----- MATERIAL PROVIDED

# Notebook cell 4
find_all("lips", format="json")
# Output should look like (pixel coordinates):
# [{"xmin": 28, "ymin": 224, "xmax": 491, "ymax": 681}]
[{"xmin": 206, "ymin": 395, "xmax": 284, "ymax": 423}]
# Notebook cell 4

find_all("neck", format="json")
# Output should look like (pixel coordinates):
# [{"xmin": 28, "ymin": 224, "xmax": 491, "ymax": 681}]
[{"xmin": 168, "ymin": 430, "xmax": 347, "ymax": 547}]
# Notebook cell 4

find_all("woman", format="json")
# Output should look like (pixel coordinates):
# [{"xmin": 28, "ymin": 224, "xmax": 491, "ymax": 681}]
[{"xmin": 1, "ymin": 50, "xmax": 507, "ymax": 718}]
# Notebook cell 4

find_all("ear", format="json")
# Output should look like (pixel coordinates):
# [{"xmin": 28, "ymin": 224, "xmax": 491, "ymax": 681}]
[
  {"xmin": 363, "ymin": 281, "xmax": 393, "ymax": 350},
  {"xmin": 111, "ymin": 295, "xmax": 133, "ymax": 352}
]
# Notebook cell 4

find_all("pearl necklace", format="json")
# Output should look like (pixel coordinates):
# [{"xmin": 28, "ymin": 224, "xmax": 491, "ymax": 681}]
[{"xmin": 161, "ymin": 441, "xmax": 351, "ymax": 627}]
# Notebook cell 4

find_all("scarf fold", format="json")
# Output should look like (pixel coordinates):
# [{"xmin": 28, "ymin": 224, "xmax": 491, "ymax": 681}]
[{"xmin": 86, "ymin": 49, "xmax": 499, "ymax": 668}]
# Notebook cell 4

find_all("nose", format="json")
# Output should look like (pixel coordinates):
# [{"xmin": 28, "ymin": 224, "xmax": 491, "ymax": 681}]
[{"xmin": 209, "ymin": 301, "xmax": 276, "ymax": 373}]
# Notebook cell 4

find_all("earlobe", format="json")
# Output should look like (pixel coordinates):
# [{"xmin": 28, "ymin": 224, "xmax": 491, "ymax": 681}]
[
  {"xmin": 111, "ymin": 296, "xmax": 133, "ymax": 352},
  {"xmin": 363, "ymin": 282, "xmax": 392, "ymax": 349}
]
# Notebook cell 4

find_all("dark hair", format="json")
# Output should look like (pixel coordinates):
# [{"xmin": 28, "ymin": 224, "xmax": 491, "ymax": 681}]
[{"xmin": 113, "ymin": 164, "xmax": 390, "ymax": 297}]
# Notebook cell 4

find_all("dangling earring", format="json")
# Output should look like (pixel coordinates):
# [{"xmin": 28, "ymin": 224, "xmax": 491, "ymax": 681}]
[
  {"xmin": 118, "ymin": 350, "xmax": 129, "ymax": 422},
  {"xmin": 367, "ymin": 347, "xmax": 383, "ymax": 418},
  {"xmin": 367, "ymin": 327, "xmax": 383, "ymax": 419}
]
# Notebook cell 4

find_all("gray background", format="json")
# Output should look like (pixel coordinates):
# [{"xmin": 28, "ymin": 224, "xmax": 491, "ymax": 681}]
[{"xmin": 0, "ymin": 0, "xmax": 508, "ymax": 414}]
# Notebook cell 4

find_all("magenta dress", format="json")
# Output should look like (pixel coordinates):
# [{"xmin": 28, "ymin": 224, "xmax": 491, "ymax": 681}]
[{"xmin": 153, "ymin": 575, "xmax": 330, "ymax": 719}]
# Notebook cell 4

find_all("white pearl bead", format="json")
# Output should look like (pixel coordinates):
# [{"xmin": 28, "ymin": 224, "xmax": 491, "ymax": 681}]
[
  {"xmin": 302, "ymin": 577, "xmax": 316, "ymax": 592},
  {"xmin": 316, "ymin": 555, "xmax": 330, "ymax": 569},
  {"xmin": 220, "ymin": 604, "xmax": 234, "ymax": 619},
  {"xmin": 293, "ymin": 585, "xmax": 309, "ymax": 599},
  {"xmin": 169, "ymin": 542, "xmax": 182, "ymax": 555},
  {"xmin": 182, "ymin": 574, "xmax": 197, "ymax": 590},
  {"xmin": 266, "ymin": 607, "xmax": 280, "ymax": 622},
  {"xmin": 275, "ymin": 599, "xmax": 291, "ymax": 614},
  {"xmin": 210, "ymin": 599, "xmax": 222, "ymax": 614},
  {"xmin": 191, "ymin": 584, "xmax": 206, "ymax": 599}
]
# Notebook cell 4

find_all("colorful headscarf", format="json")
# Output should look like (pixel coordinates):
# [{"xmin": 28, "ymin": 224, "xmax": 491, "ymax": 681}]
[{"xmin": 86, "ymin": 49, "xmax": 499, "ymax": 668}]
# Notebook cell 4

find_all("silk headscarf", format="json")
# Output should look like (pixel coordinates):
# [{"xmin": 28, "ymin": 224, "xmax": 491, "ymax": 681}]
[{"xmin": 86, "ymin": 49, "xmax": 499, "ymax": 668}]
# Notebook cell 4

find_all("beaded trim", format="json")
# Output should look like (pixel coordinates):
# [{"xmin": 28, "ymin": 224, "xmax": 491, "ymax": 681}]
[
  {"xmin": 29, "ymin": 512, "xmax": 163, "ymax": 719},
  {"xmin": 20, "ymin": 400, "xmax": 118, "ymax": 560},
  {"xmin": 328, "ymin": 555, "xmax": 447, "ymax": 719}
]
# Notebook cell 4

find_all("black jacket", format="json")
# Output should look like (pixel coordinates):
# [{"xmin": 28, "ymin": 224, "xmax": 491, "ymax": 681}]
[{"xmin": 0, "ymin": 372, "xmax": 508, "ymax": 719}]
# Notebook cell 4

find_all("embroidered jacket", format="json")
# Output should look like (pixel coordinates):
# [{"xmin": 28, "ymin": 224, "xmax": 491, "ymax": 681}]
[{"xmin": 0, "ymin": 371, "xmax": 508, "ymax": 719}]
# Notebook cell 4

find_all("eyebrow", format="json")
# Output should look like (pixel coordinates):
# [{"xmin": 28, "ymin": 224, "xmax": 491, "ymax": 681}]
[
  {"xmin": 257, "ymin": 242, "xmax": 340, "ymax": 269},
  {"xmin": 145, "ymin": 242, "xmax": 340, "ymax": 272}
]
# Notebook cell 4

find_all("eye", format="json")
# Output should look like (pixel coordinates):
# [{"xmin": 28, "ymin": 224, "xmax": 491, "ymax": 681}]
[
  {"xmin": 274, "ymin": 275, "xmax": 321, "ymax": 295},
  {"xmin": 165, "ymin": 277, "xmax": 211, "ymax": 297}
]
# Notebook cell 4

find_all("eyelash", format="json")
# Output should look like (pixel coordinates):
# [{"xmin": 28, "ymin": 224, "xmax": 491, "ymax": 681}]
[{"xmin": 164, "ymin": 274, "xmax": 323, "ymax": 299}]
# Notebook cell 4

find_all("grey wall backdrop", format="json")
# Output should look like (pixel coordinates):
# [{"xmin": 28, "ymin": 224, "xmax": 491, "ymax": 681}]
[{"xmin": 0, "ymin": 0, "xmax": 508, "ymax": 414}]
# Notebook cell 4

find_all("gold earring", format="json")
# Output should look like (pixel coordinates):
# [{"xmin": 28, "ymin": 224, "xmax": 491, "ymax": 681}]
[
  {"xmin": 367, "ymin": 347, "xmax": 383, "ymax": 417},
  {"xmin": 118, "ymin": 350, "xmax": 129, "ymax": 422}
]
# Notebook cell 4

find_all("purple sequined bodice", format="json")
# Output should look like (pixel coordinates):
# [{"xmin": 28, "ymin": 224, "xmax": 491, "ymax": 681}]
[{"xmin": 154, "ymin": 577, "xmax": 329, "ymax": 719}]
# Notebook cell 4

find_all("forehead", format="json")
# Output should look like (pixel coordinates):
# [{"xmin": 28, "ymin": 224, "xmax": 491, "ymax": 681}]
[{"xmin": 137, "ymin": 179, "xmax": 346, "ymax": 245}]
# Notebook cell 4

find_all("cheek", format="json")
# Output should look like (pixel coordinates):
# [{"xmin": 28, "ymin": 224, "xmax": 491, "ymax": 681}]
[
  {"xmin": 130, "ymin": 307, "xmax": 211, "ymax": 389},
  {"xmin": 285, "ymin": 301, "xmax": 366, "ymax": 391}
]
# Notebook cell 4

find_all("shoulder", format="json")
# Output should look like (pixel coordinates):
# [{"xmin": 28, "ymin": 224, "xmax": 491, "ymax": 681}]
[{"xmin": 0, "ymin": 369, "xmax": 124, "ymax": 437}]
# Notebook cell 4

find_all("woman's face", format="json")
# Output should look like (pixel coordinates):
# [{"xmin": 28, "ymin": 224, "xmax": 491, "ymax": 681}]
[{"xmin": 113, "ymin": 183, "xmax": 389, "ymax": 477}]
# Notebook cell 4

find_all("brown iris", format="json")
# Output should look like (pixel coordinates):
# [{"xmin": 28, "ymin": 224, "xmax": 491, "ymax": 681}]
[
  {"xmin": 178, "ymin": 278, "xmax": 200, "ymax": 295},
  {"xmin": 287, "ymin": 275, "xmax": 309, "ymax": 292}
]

----------

§ SET PROBLEM
Report each line of the records above that contains the string "woman", copying every such line in full.

§ WRITTEN REPLY
find_all("woman", format="json")
find_all("woman's face", format="json")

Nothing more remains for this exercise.